**Exercise brief:** In the data that follows, count each line with the string "below"; the reply is the number only.

Records excerpted from a collection:
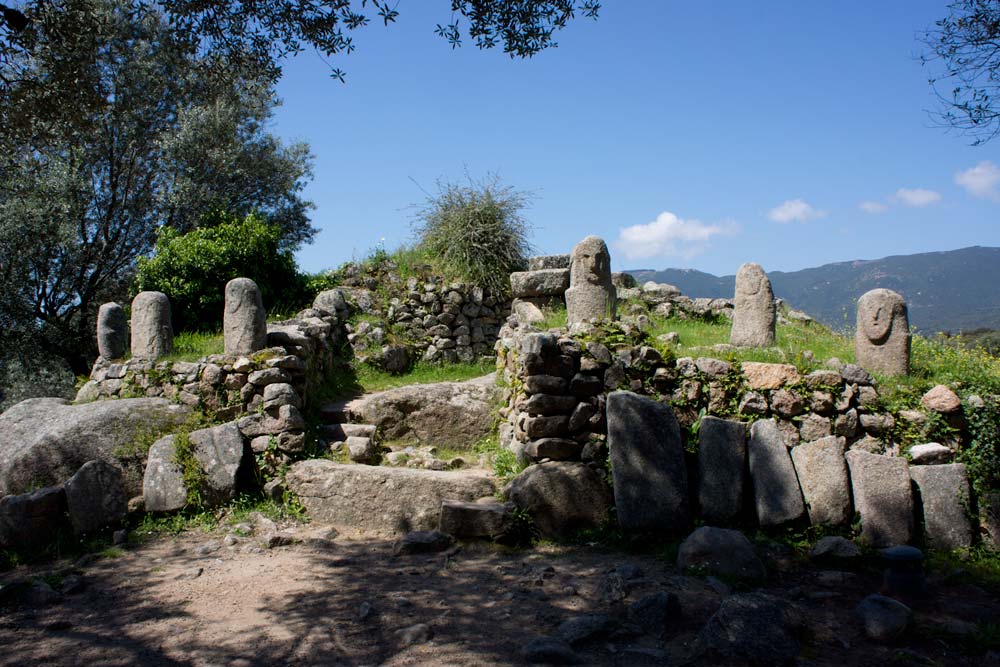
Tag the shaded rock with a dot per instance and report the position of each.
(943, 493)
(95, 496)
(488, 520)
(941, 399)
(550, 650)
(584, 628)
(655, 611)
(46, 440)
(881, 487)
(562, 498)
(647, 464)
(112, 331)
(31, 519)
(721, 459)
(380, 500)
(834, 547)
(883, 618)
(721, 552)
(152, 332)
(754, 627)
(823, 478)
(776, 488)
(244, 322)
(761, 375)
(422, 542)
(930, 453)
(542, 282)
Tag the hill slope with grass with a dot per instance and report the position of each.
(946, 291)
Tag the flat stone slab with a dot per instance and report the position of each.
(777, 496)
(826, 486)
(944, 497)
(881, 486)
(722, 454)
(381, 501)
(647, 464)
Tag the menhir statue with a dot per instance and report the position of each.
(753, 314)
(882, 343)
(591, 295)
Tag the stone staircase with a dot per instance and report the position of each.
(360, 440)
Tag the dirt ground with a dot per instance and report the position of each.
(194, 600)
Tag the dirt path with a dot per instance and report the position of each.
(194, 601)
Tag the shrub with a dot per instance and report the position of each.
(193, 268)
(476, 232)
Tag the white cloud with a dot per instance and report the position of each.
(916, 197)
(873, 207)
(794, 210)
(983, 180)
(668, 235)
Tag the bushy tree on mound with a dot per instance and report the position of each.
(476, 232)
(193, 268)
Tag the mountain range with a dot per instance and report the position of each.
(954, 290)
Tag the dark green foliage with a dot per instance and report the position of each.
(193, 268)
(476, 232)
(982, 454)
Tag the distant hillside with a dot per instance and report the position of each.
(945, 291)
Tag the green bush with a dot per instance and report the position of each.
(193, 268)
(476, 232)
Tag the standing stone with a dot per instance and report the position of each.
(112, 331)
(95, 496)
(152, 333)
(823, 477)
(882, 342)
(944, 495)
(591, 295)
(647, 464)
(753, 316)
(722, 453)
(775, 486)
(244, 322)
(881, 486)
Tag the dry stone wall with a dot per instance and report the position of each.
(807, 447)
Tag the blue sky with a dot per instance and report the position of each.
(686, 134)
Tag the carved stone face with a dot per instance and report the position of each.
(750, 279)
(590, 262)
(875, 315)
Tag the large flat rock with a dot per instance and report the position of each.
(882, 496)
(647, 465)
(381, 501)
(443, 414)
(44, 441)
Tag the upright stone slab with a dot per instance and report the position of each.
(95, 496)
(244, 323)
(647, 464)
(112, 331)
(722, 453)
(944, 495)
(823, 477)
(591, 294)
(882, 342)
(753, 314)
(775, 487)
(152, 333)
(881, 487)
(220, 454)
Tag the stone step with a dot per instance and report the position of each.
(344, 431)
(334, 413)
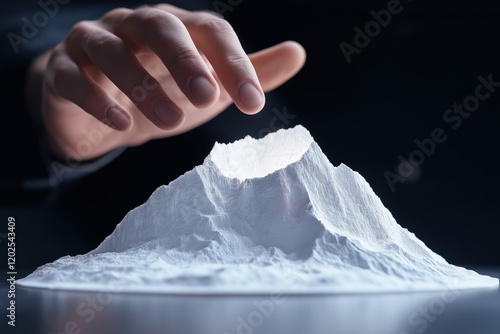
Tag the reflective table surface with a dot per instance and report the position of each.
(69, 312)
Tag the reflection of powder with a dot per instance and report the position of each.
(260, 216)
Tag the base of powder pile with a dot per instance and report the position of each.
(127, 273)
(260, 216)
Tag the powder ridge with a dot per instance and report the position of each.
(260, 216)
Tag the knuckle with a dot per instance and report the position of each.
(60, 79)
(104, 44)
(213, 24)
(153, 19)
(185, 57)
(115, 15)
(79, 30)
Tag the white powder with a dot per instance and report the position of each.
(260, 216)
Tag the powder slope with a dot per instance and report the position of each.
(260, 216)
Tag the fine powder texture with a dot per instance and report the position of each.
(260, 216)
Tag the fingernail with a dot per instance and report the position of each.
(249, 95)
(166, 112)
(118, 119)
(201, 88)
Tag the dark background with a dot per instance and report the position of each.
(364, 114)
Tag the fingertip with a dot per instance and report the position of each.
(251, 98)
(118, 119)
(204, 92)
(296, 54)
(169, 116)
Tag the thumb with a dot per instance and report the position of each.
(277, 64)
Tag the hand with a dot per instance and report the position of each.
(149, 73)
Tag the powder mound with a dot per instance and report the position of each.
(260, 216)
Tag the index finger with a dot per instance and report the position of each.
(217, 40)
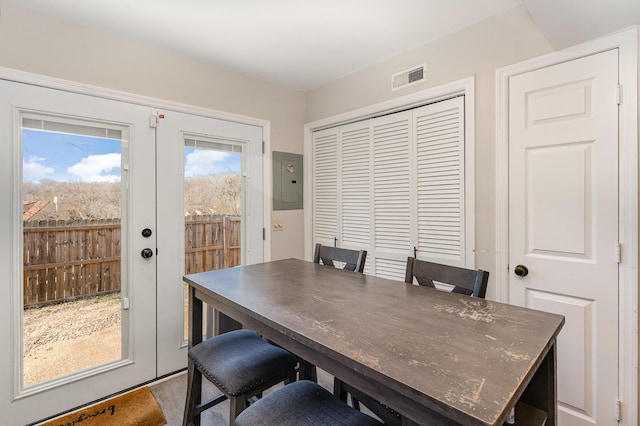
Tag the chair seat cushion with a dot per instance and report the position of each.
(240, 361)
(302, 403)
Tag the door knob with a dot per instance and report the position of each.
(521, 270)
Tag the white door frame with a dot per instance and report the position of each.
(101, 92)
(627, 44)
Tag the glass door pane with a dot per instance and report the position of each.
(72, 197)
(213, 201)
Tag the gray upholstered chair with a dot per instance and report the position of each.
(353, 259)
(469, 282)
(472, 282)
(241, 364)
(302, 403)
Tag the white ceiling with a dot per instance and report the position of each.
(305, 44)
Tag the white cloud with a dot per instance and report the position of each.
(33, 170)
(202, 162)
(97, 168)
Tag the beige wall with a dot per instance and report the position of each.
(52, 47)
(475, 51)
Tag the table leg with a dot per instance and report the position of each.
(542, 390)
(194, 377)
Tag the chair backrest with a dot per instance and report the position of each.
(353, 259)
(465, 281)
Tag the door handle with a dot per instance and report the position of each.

---

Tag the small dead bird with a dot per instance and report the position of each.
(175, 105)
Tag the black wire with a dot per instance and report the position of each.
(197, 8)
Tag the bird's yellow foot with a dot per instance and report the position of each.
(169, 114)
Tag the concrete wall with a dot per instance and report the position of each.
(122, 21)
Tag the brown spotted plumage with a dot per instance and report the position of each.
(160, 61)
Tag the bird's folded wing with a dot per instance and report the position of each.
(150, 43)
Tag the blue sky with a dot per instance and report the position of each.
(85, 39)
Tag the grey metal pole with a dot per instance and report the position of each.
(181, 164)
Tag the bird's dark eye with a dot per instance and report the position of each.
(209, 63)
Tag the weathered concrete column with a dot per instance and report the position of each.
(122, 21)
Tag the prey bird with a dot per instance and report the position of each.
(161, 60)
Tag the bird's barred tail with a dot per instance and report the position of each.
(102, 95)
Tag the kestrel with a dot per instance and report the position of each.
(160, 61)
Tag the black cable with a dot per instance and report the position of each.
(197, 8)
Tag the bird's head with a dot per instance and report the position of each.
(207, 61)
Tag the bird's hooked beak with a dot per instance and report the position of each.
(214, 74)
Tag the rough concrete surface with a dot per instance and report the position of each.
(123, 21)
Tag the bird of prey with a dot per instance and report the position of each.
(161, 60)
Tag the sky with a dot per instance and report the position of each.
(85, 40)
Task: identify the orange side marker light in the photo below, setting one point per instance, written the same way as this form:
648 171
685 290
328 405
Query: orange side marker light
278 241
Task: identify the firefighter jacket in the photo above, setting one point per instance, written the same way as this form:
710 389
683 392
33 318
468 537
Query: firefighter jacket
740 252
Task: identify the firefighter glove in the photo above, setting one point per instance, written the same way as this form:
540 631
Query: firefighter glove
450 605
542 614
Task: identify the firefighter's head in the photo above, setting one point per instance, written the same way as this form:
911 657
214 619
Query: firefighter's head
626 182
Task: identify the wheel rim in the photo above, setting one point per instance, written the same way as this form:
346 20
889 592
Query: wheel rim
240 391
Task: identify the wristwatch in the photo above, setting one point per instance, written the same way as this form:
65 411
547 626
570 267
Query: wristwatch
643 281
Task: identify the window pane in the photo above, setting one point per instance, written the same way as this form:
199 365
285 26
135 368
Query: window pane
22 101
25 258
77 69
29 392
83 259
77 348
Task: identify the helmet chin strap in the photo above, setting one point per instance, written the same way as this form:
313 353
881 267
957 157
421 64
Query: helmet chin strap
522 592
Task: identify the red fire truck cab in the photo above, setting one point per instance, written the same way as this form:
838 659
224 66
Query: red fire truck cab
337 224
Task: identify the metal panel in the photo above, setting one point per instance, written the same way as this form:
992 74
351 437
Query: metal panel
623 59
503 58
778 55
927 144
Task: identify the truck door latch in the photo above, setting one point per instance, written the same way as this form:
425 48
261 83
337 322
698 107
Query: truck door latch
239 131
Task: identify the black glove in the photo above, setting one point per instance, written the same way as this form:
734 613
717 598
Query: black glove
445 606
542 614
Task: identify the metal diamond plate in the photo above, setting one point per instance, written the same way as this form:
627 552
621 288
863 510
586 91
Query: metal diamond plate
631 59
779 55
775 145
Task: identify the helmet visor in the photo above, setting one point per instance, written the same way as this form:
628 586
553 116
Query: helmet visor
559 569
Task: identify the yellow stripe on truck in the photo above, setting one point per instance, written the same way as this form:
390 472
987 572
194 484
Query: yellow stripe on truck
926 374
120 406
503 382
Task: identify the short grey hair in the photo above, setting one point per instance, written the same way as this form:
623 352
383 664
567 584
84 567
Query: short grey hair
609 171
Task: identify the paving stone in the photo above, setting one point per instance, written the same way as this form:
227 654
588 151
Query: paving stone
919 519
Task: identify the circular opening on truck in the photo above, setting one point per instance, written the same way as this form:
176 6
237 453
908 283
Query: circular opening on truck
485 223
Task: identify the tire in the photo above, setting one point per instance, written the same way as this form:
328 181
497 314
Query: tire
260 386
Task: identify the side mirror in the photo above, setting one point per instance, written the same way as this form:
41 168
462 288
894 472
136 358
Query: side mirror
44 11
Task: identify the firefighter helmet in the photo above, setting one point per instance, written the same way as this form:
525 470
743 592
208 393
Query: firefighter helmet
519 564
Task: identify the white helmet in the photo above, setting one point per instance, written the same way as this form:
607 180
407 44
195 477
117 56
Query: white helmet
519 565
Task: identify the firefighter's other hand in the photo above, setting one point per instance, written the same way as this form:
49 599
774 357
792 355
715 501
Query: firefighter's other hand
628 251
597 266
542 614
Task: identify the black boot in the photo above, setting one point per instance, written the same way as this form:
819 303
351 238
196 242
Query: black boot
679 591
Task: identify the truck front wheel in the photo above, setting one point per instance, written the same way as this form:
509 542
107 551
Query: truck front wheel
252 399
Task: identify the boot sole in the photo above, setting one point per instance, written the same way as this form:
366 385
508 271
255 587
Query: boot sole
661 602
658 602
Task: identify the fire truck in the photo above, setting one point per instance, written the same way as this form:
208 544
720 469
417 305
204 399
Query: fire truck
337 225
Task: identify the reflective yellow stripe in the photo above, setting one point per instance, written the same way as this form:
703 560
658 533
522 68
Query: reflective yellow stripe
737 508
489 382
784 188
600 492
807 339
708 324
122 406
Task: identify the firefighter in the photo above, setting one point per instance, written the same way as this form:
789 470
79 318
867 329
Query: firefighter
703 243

* * *

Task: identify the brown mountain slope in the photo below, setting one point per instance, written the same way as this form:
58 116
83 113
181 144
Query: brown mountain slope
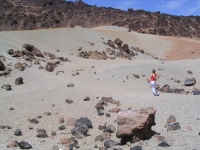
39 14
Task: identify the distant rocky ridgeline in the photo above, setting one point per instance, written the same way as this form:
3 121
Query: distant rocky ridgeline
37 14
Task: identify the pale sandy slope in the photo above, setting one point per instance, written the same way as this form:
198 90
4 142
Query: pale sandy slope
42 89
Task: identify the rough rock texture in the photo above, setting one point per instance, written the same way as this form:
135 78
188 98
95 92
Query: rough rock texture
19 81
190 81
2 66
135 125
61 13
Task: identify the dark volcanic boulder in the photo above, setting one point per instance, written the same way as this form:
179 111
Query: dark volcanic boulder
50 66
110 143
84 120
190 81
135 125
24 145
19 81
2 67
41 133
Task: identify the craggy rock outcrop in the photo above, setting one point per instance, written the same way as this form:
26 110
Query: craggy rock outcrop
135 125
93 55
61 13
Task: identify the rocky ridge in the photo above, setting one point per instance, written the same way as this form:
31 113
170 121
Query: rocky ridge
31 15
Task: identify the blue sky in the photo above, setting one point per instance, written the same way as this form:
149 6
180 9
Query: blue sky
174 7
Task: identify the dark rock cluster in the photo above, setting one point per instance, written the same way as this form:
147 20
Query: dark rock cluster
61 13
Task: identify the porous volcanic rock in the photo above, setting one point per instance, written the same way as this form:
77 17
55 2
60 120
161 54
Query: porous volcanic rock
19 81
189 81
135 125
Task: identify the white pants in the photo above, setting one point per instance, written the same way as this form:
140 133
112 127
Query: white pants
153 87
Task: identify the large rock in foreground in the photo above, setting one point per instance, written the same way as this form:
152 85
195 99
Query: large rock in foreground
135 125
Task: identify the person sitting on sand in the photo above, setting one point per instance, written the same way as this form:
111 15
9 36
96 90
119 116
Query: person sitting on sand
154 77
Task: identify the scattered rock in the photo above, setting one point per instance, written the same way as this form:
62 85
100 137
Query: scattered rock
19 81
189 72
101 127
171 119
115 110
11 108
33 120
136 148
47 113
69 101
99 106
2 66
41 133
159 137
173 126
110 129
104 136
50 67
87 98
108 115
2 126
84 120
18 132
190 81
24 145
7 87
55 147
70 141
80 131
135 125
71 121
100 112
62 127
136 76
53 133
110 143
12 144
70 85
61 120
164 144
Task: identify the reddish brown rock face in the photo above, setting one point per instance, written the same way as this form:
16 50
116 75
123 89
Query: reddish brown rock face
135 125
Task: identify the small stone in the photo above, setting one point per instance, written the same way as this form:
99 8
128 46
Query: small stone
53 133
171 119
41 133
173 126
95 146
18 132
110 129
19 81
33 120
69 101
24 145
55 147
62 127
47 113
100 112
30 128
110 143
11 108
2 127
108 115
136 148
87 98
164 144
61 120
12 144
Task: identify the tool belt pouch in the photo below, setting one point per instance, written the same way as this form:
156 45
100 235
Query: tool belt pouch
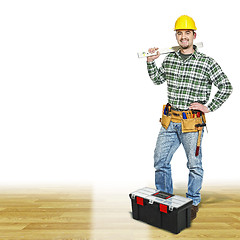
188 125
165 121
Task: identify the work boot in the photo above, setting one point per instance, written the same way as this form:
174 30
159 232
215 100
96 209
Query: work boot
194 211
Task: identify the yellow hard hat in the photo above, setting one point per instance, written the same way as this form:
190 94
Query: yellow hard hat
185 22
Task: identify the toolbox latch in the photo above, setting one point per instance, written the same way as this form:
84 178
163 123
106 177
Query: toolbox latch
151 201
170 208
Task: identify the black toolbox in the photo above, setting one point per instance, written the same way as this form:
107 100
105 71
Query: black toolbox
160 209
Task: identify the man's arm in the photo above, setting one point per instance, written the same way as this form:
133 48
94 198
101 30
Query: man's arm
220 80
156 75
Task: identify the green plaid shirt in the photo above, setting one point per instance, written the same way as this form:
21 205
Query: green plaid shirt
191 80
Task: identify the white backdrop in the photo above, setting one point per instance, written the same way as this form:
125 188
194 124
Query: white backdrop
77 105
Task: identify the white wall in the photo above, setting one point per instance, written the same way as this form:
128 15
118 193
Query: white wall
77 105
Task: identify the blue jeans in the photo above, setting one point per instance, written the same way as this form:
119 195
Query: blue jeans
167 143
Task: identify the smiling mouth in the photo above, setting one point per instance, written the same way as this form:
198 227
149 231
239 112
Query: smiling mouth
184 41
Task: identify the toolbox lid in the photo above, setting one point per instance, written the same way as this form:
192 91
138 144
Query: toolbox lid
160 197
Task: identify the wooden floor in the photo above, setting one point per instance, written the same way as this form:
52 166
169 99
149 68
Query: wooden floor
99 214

**Task solution:** 3